WHAT THE TASK ASKS
Copy exactly the lines from the one containing "In the picture above, where can the green rice" through the last line of the records, both included, and nothing more.

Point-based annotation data
* Begin *
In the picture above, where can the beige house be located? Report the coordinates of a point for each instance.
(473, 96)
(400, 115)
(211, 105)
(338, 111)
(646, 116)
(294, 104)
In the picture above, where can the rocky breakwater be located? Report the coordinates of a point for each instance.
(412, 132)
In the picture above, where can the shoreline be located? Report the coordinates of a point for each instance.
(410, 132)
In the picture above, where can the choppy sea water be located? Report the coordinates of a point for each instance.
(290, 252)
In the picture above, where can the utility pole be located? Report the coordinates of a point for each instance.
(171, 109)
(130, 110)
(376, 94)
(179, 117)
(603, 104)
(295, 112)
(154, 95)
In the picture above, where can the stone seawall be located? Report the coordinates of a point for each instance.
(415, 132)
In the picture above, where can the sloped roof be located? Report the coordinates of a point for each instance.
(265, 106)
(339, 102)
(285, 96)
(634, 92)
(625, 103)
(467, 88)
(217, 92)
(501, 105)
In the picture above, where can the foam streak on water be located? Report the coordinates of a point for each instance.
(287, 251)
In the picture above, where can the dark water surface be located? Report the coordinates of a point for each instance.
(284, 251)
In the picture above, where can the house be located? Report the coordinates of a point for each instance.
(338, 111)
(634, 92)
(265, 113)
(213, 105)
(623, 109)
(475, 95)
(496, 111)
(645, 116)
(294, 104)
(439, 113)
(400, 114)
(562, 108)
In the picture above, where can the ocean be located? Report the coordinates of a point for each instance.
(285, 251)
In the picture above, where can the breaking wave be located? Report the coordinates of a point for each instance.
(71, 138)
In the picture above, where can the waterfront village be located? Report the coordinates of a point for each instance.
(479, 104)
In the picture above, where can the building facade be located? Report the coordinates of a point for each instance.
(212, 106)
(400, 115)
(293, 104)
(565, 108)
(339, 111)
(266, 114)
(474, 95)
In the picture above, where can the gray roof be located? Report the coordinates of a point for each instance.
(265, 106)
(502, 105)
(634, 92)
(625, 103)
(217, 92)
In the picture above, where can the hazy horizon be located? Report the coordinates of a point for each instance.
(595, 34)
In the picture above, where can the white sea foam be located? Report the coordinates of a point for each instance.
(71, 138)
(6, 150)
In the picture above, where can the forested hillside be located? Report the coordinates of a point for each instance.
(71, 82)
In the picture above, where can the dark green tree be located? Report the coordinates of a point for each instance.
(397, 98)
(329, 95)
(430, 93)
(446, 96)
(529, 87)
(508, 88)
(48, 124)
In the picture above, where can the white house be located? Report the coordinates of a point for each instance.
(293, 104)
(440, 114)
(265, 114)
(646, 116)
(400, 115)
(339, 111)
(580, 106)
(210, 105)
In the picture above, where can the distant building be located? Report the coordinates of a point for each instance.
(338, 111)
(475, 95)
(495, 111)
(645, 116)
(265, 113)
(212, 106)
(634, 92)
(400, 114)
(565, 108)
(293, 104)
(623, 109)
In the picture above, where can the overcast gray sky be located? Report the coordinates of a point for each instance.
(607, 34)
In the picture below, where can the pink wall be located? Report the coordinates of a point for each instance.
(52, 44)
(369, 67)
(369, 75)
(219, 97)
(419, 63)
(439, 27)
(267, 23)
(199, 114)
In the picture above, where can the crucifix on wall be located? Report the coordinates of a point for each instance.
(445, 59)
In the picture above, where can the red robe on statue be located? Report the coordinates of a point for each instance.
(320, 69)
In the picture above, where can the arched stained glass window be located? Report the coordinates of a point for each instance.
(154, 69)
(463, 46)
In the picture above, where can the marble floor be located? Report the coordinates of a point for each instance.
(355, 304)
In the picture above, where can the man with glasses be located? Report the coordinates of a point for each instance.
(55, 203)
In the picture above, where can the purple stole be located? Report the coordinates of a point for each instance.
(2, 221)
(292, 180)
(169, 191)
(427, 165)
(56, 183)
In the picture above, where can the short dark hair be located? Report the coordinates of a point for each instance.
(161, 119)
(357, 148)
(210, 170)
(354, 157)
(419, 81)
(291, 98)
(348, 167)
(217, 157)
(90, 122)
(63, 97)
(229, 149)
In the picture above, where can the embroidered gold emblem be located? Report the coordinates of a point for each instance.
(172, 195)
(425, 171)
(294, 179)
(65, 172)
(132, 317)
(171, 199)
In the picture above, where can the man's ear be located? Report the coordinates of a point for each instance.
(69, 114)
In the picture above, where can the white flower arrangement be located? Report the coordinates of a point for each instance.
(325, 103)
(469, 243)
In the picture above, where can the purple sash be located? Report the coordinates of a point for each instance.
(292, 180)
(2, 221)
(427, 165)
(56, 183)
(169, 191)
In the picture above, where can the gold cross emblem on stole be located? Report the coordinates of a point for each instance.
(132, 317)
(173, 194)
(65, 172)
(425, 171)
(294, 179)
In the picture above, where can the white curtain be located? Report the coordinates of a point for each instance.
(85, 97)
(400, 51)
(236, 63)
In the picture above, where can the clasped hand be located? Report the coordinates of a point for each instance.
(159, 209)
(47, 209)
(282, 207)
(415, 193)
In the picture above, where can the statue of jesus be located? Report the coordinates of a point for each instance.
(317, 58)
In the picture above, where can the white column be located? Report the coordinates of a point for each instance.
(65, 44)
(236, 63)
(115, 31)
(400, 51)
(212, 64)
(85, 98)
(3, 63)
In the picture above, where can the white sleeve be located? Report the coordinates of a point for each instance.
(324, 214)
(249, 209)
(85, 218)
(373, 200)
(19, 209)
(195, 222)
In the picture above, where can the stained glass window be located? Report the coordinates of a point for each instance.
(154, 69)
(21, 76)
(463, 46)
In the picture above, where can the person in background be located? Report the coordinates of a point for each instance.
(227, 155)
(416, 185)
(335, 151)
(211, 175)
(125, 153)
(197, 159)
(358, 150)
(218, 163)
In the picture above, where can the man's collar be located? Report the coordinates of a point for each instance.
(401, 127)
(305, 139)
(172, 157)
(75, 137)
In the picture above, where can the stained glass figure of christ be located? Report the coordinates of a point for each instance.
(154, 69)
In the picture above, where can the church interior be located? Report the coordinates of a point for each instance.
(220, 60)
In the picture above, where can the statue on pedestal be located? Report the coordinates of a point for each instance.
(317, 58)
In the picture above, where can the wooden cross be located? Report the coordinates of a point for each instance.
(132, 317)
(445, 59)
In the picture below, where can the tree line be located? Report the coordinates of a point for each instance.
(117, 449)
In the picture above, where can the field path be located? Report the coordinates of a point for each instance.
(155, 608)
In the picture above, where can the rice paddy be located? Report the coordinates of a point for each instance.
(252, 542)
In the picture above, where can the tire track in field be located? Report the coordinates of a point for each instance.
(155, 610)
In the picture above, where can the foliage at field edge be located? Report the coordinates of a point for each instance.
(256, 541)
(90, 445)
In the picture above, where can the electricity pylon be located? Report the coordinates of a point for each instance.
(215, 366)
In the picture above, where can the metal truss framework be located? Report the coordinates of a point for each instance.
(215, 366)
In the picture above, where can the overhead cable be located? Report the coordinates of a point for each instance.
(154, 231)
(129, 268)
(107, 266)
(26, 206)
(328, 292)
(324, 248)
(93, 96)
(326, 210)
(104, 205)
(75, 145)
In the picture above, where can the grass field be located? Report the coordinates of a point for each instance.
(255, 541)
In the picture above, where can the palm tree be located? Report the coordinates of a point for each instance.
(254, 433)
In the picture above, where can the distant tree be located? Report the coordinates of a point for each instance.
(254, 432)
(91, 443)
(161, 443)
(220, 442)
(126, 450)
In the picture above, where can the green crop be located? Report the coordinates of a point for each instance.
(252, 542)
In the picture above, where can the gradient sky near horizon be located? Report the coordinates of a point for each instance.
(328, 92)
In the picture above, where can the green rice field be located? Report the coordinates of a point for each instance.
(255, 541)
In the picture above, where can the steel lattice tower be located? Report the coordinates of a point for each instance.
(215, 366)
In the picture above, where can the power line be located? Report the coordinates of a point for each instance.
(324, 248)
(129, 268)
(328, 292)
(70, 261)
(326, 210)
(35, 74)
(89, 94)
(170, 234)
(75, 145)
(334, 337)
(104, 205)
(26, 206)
* End *
RESULT OF THIS EXERCISE
In the picture above, where can the green rice field be located? Report the coordinates of a point for each instance.
(255, 541)
In the picture above, where can the steel lattice tower be located? Report the coordinates of a point for each instance.
(215, 366)
In the picture above, where can the power line be located? Report the coordinates of a point for each instance.
(324, 248)
(129, 268)
(328, 292)
(70, 261)
(326, 210)
(35, 74)
(89, 94)
(170, 234)
(75, 145)
(334, 337)
(104, 205)
(26, 206)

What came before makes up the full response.